#### SOURCE DOCUMENT

# Put your garments in my store



## blockgear (May 24, 2008)

Not sure if I can post this but I silk screen, heat transfer, sublimate, vinyl cut, and embroider. I remember when I would approach stores and the owner or manager wouldn't even have the time to look at my products. So after years of printing and selling at our local flea market I decided to open a brick and mortar. I stocked my store with my designs and blank apparel. Well I want to help those of you with great designs get your apparel in my store. I find that everyone has different taste and I see designs on here that I like. I would love to help you printers and designers get your products in my store. Helping eachother is what this forum is about. I come here all the time when I need assistance. I need inventory and I know this forum has helped so I would love to give back.


----------



## lben (Jun 3, 2008)

Where are you? What are you looking for?


----------



## kimura-mma (Jul 26, 2008)

What kind of designs are you looking for?


----------



## D3L0C4T3D (Jan 23, 2012)

i just started but would love to get my shirts out there


----------



## Sues Shirts (May 17, 2011)

Where are you located? Is there a certain them that you are looking for ? 
Thanks for the post!


----------



## blockgear (May 24, 2008)

I am located in San Diego, Ca. where the sun is shining and it's still T shirt weather. Today is 69 degrees, and yesterday was close to 80. The hot items today seem to be vintage(thin) t shirts, with water base print. Something similar to Home | CottonOn I am located next to a high school and these kids are going crazy for these items.


----------



## sharper (Jul 8, 2009)

Would you like to provide an email and store name so we can get in touch with you?


----------

########
#### DATASET CONTENT

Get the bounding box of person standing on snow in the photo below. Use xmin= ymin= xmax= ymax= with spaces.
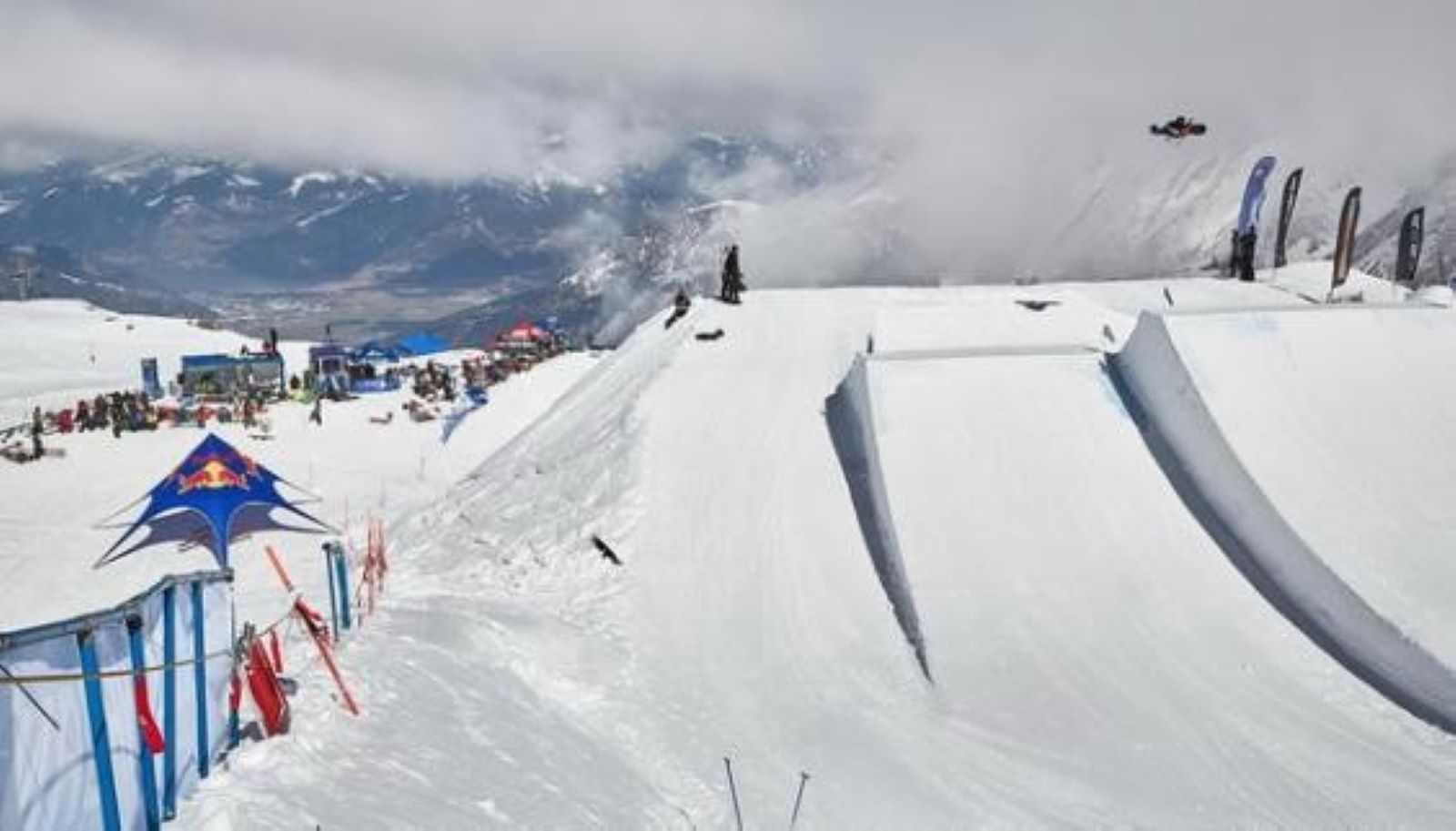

########

## WHAT IS ASKED:
Reproduce everything in the forum thread from "## D3L0C4T3D (Jan" down to "looking for ?". You won't need the listing for this.

## COMPLETE OUTPUT:
## D3L0C4T3D (Jan 23, 2012)

i just started but would love to get my shirts out there


----------



## Sues Shirts (May 17, 2011)

Where are you located? Is there a certain them that you are looking for ?